Dr. Jan Pol has been a practicing veterinarian for more than half his life. In 1981 he and his wife, Diane, opened a vet business out of their home, and over the years it has grown to service more than 19,000 clients. Set in Central Michigan's farm country, this reality series follows the work done at Pol Veterinary Services. Specializing in large farm animals, Dr. Pol treats horses, pigs, cows, sheep, alpacas, goats, chickens and even an occasional reindeer. The program also features Dr. Brenda Grettenberger, who has worked with Dr. Pol since 1992.
Just about everybody likes animals and doesn't like to see animals who are sick, injured or abused. So "Animal Rescue," a weekly series -- aimed at children and families -- that showcases spectacular rescues of animals, should be very popular. Because people don't like to see an animal's situation get so bad that it requires rescue, the program tries to avoid those situations by instructing children on the proper care of animals, as well as giving safety tips on caring for all types of creatures.
-- -- --
> _Required actions_
- 1) In the television series descriptions, since what year has Dr. Brenda Grettenberger worked with Dr. Pol?
- 2) Resume the television series descriptions, starting right after their final sentence.
-- -- --
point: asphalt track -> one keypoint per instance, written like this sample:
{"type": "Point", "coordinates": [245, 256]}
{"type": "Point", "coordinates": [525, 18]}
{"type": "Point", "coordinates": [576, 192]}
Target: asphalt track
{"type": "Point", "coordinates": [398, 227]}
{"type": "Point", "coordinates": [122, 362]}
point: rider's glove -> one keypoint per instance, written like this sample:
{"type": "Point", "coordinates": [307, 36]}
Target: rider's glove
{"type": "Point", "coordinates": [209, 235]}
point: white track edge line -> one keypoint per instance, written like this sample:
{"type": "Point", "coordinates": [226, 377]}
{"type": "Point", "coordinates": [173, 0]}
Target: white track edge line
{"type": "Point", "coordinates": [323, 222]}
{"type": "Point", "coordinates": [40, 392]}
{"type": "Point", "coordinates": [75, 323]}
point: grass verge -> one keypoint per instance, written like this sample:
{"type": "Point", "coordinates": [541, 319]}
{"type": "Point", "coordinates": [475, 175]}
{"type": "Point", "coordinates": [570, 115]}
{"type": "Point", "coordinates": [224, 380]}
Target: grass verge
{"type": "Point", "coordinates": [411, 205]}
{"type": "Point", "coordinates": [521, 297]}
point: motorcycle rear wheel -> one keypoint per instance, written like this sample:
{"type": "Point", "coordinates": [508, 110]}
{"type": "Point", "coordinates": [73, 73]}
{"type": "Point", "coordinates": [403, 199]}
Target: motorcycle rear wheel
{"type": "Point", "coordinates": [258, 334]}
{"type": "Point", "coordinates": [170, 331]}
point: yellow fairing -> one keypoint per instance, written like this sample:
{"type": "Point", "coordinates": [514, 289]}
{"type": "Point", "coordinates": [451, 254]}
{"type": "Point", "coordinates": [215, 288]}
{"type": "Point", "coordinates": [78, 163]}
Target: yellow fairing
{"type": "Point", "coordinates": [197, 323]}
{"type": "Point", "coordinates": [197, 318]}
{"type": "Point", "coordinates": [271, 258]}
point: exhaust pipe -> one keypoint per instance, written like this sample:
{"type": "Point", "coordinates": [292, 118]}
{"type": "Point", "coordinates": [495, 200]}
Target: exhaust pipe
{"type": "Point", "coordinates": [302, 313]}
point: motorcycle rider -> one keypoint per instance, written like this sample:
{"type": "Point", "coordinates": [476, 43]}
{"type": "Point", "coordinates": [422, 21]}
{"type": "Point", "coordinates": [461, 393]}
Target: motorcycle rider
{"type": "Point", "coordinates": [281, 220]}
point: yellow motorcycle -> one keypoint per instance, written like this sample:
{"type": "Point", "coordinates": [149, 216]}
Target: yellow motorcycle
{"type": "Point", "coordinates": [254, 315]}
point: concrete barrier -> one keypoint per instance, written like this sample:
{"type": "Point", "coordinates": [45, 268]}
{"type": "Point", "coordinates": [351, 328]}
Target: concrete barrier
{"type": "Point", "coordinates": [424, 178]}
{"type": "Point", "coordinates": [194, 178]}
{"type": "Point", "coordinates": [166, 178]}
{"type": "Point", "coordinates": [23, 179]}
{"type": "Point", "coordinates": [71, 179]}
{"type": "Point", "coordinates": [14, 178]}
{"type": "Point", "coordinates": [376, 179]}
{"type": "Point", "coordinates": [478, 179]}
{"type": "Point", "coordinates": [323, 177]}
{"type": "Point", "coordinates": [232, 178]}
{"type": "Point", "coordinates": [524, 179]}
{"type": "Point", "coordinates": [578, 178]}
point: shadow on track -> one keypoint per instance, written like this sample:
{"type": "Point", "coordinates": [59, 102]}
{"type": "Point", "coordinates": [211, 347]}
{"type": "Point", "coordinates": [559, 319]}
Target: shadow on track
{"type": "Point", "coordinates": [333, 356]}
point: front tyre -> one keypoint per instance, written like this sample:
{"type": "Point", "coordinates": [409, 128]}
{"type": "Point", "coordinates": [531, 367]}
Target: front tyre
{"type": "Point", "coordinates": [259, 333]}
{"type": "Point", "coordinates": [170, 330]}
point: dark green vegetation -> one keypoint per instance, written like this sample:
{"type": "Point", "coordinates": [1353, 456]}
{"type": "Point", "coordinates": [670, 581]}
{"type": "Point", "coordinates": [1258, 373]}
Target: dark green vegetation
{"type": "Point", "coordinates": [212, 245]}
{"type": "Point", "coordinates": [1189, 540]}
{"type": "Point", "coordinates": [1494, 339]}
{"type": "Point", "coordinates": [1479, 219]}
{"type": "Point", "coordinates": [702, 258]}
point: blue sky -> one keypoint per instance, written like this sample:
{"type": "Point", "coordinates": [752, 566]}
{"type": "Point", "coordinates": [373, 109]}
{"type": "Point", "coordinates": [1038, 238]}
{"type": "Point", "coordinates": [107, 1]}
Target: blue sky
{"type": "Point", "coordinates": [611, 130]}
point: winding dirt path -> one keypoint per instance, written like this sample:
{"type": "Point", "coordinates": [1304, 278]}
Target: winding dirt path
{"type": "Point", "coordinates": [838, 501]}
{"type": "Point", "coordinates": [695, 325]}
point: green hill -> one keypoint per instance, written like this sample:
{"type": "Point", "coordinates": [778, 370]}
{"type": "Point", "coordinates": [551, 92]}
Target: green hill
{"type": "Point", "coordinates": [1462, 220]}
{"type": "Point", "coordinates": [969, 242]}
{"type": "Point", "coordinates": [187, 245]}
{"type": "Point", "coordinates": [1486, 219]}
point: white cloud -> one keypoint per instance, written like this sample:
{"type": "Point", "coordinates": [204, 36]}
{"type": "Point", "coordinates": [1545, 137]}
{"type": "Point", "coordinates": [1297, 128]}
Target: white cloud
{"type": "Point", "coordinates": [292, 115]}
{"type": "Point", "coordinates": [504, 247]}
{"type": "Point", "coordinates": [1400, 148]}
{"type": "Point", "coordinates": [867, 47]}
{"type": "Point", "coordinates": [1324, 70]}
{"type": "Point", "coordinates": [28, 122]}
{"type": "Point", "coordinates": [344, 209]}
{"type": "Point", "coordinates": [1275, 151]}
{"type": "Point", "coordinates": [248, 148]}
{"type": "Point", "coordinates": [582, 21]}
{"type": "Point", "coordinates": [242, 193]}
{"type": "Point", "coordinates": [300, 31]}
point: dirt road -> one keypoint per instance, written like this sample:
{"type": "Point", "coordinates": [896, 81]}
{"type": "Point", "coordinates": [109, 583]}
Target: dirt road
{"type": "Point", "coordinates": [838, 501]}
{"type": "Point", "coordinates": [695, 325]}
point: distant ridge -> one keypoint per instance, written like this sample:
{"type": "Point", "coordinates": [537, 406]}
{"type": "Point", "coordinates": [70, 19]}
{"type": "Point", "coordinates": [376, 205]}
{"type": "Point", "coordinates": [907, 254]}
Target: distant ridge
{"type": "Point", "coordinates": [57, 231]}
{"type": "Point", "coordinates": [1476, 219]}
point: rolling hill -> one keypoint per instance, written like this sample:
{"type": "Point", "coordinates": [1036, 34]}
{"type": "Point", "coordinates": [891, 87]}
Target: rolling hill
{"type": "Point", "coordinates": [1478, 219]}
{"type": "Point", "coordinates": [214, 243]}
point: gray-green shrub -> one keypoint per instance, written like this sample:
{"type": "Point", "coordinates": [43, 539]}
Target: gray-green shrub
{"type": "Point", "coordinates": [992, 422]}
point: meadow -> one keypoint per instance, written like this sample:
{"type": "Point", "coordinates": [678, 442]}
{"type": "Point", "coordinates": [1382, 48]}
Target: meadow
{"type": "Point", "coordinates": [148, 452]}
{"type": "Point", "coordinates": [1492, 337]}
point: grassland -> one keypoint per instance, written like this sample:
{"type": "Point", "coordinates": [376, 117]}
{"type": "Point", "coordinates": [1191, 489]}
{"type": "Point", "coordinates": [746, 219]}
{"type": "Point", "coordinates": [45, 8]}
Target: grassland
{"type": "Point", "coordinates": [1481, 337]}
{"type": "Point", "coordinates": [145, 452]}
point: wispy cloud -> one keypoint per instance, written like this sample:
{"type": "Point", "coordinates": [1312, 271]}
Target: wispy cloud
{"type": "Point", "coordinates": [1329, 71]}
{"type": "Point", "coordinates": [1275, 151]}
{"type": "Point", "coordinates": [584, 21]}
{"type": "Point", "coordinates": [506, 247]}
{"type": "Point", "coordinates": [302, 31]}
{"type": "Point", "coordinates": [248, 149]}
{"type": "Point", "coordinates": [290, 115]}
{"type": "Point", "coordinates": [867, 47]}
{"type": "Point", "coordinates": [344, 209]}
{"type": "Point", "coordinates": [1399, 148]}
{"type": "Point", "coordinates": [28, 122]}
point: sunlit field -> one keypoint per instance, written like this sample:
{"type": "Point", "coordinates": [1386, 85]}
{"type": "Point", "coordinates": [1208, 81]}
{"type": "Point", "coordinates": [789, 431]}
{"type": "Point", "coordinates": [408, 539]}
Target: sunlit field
-- -- --
> _Responses in order_
- 1) 1992

- 2)
Raised on the rugged plains of Australia, Matt Wright had plenty of jobs -- horse wrangler, Australian Army soldier, crocodile egg collector -- that helped develop his passion and skills for a career as a helicopter pilot and wildlife relocator. Featured in half-hour episodes of "Outback Wrangler," Wright tracks down, captures, and transports a diverse range of dangerous animals, including crocodiles, wild buffalo and even polar bears, that are posing a threat to people. As a chopper pilot he is able to access areas that would otherwise be impossible to reach. Matt's goal, he says, is based on the preservation of wildlife: to remove and relocate problem animals rather than kill them.
In the varied forms of veterinary medicine, Dr. Susan Kelleher's practice may be one of the more unusual. Known as Dr. K, she runs South Florida's Broward Avian and Exotics Animal Hospital, and this series follows the staff as it cares for rabbits, ferrets, foxes, fish, birds, reptiles, marsupials, and even primates. As do some other vets, Kelleher thinks domesticating wild animals like monkeys is a bad idea, but that feeling doesn't interfere with her taking care of them: "If it will fit through the door, I'll treat it," she says.